_Objective_
Pick out and copy every line in the rows below that contains the string "shirt". Case counts.

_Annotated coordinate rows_
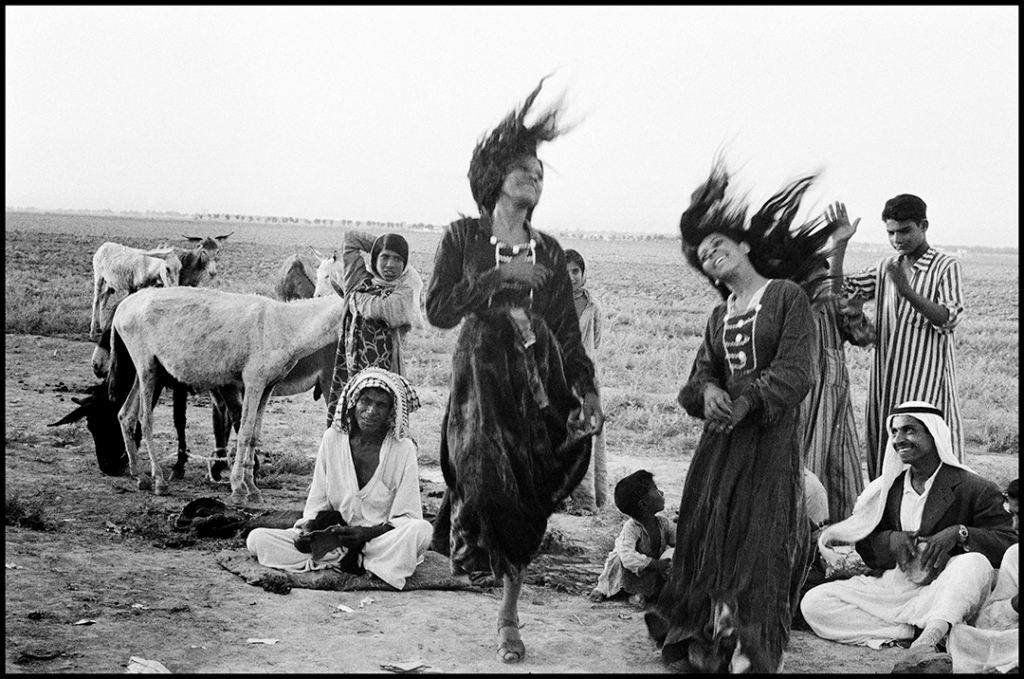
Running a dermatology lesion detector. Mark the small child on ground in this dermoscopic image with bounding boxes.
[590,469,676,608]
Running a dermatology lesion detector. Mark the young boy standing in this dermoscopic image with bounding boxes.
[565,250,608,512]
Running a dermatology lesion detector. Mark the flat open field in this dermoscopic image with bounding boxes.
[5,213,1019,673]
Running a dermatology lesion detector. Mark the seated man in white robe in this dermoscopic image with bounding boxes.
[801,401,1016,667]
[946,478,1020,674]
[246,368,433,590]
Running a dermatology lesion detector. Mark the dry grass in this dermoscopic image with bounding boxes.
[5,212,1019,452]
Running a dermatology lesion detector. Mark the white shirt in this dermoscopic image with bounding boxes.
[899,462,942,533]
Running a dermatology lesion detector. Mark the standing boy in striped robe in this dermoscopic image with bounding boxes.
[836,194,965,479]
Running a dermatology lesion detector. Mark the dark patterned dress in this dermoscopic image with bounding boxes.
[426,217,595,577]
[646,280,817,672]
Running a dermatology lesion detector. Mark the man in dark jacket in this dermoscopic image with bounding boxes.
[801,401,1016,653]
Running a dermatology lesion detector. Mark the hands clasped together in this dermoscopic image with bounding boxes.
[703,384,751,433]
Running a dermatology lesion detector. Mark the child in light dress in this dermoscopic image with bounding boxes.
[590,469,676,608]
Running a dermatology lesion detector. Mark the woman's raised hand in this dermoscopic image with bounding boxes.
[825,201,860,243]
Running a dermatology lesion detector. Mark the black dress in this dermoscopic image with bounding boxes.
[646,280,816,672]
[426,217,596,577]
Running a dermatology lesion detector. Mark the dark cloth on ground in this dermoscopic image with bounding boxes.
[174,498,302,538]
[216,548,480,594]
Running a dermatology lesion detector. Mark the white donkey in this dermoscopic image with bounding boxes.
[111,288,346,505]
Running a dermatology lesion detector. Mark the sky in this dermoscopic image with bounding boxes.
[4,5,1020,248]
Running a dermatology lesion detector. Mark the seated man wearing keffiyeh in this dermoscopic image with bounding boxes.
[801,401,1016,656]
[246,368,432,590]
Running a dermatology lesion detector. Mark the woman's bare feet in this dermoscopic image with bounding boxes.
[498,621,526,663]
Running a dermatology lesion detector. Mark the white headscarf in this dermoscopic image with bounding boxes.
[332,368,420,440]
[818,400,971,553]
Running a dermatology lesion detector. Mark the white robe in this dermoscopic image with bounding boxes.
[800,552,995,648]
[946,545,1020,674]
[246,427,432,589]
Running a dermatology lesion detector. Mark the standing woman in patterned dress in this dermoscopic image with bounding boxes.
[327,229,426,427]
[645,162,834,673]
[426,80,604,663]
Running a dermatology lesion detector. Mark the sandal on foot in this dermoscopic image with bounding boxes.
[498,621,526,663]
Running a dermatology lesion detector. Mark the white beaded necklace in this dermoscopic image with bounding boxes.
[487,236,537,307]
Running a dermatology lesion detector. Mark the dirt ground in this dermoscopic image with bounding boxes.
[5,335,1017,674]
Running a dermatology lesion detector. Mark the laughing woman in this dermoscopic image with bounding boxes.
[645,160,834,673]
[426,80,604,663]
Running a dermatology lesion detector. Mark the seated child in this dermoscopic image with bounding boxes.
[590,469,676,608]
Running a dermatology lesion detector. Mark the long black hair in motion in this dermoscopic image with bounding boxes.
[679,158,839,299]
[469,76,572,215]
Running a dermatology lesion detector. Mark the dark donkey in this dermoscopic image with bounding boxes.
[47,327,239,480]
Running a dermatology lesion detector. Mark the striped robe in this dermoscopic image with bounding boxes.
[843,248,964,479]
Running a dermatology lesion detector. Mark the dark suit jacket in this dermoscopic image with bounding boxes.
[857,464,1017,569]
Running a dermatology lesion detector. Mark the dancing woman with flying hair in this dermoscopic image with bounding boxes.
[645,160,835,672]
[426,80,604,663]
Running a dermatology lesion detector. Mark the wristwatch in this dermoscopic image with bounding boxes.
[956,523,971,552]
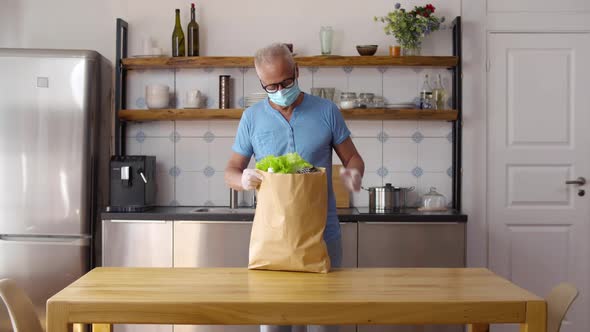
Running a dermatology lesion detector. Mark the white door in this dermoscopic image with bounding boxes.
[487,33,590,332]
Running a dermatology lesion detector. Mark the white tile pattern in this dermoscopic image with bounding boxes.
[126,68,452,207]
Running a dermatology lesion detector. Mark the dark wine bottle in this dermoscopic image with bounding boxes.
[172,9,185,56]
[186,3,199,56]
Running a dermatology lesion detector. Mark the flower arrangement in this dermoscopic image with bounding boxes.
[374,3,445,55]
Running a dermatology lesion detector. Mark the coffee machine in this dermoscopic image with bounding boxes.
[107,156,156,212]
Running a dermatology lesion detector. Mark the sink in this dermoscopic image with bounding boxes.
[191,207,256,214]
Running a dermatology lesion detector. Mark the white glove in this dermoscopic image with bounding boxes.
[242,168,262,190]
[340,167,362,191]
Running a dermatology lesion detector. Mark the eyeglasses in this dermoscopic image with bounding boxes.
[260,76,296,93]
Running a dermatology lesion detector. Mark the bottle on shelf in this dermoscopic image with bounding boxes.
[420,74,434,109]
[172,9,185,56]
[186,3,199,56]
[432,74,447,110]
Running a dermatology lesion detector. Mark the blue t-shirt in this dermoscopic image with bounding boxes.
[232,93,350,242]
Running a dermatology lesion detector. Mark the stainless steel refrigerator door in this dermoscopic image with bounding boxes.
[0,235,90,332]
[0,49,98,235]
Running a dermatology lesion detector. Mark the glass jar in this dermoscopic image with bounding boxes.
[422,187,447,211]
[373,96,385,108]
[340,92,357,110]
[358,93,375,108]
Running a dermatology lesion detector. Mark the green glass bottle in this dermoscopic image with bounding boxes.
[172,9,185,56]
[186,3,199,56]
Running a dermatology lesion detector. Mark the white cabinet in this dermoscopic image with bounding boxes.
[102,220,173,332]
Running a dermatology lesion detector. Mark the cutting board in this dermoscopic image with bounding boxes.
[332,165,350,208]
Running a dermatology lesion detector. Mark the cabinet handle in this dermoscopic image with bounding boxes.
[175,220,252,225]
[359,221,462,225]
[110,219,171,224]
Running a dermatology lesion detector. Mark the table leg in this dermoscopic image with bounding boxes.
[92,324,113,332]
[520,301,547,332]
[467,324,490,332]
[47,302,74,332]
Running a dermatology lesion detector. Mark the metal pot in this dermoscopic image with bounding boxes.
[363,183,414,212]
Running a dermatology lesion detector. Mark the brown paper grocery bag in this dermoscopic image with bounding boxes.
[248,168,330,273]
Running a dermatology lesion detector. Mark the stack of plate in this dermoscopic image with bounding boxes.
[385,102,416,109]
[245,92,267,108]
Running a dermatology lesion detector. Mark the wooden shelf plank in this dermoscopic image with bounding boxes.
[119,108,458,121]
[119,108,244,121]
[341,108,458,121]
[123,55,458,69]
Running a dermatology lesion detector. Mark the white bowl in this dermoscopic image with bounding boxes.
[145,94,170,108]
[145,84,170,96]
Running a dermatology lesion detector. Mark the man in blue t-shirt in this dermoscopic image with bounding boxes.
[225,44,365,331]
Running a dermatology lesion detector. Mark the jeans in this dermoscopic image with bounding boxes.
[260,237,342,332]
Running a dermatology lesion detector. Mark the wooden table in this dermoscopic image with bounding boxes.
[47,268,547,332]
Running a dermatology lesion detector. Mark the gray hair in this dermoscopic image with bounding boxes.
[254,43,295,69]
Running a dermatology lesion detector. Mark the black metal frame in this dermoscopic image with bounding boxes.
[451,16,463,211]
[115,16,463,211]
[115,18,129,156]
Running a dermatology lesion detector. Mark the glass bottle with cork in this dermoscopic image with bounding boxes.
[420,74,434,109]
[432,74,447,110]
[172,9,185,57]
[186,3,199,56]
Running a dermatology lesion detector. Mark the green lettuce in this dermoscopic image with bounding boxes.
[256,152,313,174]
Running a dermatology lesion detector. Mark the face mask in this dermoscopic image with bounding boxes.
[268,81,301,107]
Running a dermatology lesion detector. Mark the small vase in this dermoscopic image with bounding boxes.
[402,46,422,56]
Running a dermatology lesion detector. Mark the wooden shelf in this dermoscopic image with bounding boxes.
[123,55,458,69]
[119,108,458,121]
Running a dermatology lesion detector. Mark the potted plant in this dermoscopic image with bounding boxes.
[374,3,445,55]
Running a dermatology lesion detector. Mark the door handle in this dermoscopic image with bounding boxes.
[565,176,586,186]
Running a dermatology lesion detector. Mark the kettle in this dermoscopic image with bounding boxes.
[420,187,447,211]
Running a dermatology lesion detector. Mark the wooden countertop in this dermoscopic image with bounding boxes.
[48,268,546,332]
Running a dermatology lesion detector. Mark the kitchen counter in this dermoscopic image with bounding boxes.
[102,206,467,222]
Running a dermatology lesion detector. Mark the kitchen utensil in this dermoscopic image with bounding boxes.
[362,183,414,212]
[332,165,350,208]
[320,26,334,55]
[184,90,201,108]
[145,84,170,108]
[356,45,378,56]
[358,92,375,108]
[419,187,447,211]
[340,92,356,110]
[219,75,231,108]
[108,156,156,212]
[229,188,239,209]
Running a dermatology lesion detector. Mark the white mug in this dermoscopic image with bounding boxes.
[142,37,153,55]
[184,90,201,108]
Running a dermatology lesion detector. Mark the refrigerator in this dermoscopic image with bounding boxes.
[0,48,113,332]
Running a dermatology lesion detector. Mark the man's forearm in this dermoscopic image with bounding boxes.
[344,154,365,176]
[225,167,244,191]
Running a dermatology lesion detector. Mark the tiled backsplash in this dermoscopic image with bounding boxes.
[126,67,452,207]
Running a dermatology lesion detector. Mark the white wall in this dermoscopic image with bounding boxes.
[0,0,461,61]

_Worked answer_
Running a dermatology lesion detector. Mark the white shirt in this dermoscopic image with bounding boxes.
Running a dermatology lesion detector. Mark the blue t-shirt in this dermoscopic image with bounding boxes.
Running a dermatology lesion detector. Mark the man in blue t-shirt in this dermoscopic image with bounding boxes.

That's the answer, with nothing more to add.